=== ENTRIES SHOWN ===

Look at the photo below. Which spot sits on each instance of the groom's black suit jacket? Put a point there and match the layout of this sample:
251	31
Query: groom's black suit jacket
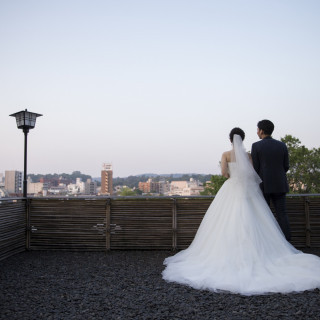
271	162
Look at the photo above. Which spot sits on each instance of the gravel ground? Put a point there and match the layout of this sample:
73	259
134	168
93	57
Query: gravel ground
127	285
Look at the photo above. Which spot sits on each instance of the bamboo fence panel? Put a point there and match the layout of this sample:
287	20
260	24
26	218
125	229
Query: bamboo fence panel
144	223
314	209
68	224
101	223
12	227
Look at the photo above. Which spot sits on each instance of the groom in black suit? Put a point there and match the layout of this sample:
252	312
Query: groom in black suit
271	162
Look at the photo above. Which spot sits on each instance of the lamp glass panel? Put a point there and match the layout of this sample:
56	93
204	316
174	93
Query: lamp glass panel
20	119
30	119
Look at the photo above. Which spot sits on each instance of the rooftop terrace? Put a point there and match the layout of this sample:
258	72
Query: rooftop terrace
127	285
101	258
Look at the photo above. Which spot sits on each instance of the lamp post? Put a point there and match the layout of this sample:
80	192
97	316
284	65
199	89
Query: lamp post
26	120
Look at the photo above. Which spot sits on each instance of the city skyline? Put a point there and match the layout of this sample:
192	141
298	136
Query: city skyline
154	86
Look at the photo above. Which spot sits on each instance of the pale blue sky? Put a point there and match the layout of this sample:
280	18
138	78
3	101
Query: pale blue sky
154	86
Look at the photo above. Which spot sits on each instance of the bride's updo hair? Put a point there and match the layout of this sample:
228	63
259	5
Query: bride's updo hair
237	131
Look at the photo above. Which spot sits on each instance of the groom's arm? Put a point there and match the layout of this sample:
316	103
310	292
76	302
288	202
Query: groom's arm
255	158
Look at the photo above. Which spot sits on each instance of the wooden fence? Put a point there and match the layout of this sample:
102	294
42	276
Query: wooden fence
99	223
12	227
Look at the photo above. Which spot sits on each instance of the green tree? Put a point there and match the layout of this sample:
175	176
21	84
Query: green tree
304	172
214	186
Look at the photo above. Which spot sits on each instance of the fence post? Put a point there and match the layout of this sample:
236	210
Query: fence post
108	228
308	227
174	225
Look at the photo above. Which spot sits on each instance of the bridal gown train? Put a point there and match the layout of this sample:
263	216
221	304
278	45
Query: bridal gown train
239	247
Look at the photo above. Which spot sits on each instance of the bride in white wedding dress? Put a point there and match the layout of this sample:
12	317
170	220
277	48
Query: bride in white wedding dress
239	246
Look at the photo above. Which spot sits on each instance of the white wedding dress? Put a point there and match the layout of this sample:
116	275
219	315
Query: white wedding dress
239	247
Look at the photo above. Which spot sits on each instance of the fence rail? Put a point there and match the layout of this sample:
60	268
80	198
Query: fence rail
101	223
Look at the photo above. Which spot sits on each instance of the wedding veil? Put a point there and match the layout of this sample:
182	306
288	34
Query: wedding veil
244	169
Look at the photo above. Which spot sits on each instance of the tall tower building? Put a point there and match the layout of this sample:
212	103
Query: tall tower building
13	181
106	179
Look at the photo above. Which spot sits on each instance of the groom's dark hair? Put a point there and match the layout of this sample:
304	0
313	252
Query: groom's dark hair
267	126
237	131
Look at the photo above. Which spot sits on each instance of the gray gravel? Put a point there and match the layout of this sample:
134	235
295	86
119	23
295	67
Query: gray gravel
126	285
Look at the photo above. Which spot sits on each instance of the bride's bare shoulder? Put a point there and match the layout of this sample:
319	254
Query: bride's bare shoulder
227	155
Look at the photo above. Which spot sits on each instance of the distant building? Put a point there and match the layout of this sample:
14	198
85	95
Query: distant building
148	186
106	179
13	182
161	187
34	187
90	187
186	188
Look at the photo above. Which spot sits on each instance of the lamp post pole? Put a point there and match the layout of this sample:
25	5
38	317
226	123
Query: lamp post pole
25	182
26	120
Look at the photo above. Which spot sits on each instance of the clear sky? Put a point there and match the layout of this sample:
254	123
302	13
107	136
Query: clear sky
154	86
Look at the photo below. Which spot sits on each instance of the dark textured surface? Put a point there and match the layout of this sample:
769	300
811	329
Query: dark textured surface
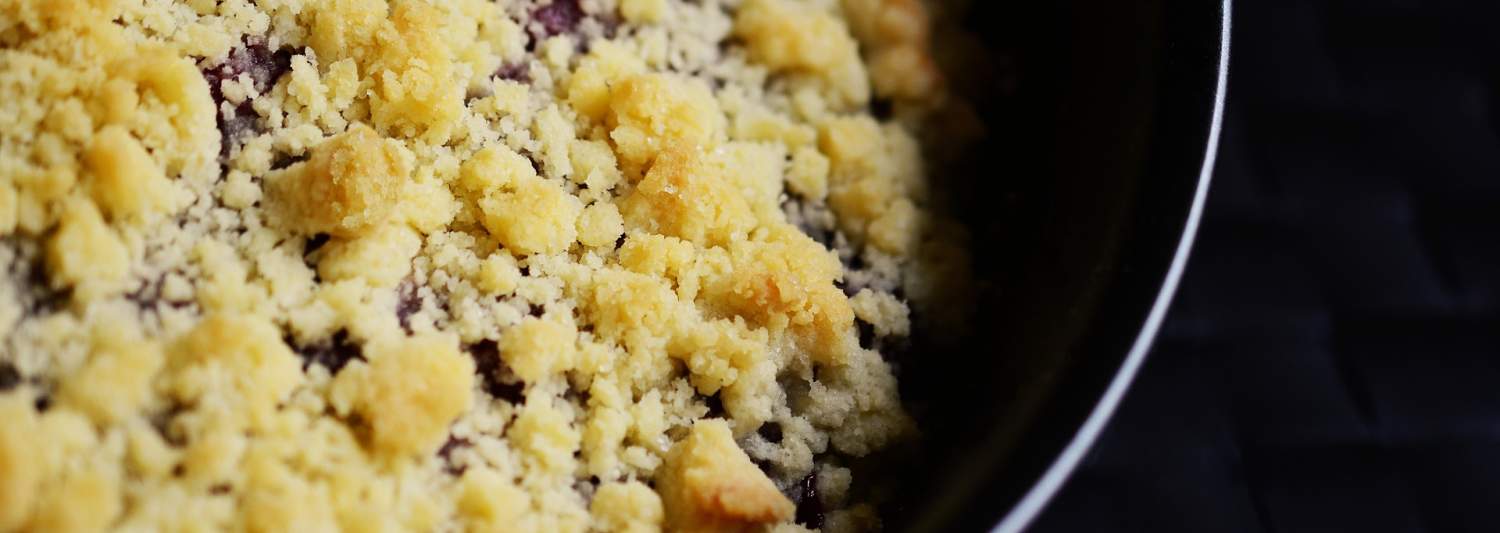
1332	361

===

▶ WHAT YOU HAVE TO DO
Write the listing out a second time exactly, dropping all images.

▶ TASK SOLUTION
Look at the photo below. Which spot sits on each instance of the groom's black suit jacket? Put a point there and match the layout of this sample:
251	31
Query: groom's black suit jacket
271	162
Look at the photo above. Which spot sits on each instance of the gravel ground? Put a point there and match the layout of this sample:
73	259
134	168
93	57
Query: gravel ground
127	285
Look at the photo above. Which spot sits on each instance of the bamboo fence panel? Put a point there and match the layout of this sample:
287	20
260	24
26	218
125	229
Query: bamboo fence panel
144	223
314	209
68	224
101	223
12	227
Look at the photo above. Which spot sits on each instance of the groom in black suit? Put a point there and match the layout of this sample:
252	312
Query: groom in black suit
271	162
Look at the photo above. Which spot sits on each instance of the lamp glass panel? Put a point there and match the layout of this sample:
56	93
204	316
174	93
Query: lamp glass panel
20	119
30	119
Look at the photo above. Which spot sits on each instance of the rooftop terrace? Put a point there and match the layout of this sample:
258	72
Query: rooftop terrace
127	285
101	258
Look at the photo above. Which spot sits on each instance of the lamp post? Put a point there and match the layout of this sample:
80	192
97	316
284	65
199	89
Query: lamp post
26	120
Look at the photo above. Which spot sits on each instance of the city skyline? Put a point there and match the layout of this sample:
192	141
298	136
Query: city skyline
154	86
Look at the photo above. Which spot sits on each instance of the pale blue sky? Put a point there and match the layout of this sample:
280	18
138	78
3	101
Query: pale blue sky
154	86
Look at the photo above. Which spot sits on each instance of the bride's updo hair? Put a point there and match the layout of this sample:
228	63
259	5
Query: bride's updo hair
237	131
Look at the photo above. Which spot sits on each instance of the groom's arm? Put a point there and match the layout of this sample:
316	103
310	292
76	302
288	202
Query: groom's arm
255	158
Look at the photo above. Which spot sits on each instance of the wooden fence? Put a point there and match the layout of this sample:
102	294
42	276
Query: wooden fence
99	223
12	227
Look at the photo above. Which spot sits on each instance of the green tree? Put a point there and match the layout of this sample:
175	176
21	84
Query: green tree
304	172
214	186
Look at the photo above. Which spot sits on each instance of the fence post? Put a point there and match the layout of this sample:
236	210
Query: fence post
108	228
308	227
174	225
Look at the photo above. Which spot sits on each instance of the bridal gown train? Put a point there and match the layout of this sample:
263	216
221	304
278	45
Query: bridal gown train
239	247
Look at the photo above. Which spot sits on each instance of the bride in white wedding dress? Put a point there and match the layout of this sample:
12	317
170	220
277	48
Query: bride in white wedding dress
239	246
Look at the photo above. Which spot sits on each instance of the white wedding dress? Put a point there and match the layout of this sample:
116	275
219	315
Query: white wedding dress
239	247
Look at the photo above. Which spot sits on each instance of the fence rail? Put a point there and match the layout of this sample:
60	268
80	198
Query: fence rail
101	223
Look at the photo above. Which spot sits on each instance of the wedding veil? Put a point there and match the layout of this sample:
182	306
288	34
Query: wedding veil
244	169
Look at the photo above. Which spot sits on each instance of the tall tower building? Put a point there and match the layout of this sample:
212	103
Query: tall tower building
13	181
106	179
Look at the photo above. Which spot sits on each instance of the groom's dark hair? Put a point there and match the layout of this sample:
304	0
313	252
Query: groom's dark hair
267	126
237	131
Look at the photo above. Which spot sits on each instance of the gray gravel? Put a point there and match the layout of this sample:
134	235
295	86
119	23
295	67
Query: gray gravel
126	285
Look at the photo above. Which spot sits on each instance of the bride's bare shoulder? Put a point there and match the layout of this sample:
319	254
Query: bride's bare shoulder
227	155
Look at the photo above. Which spot sits on each instance of the distant building? Put a point there and match the layout of this sample:
14	198
85	95
Query: distant building
148	186
106	179
13	182
161	187
34	187
90	187
186	188
Look at the photo above. Which spot sits on each instance of the lamp post pole? Put a point there and match the layout of this sample:
25	5
38	317
226	123
Query: lamp post pole
25	182
26	120
Look at the photo above. Which spot sits on each instance of the clear sky? Put a point there and match the layout of this sample:
254	123
302	13
107	136
Query: clear sky
154	86
Look at the photo below. Which spot sits on each instance of the dark textured surface? Put a point there and match the layout of this sample:
769	300
811	329
Query: dark textured surface
1332	361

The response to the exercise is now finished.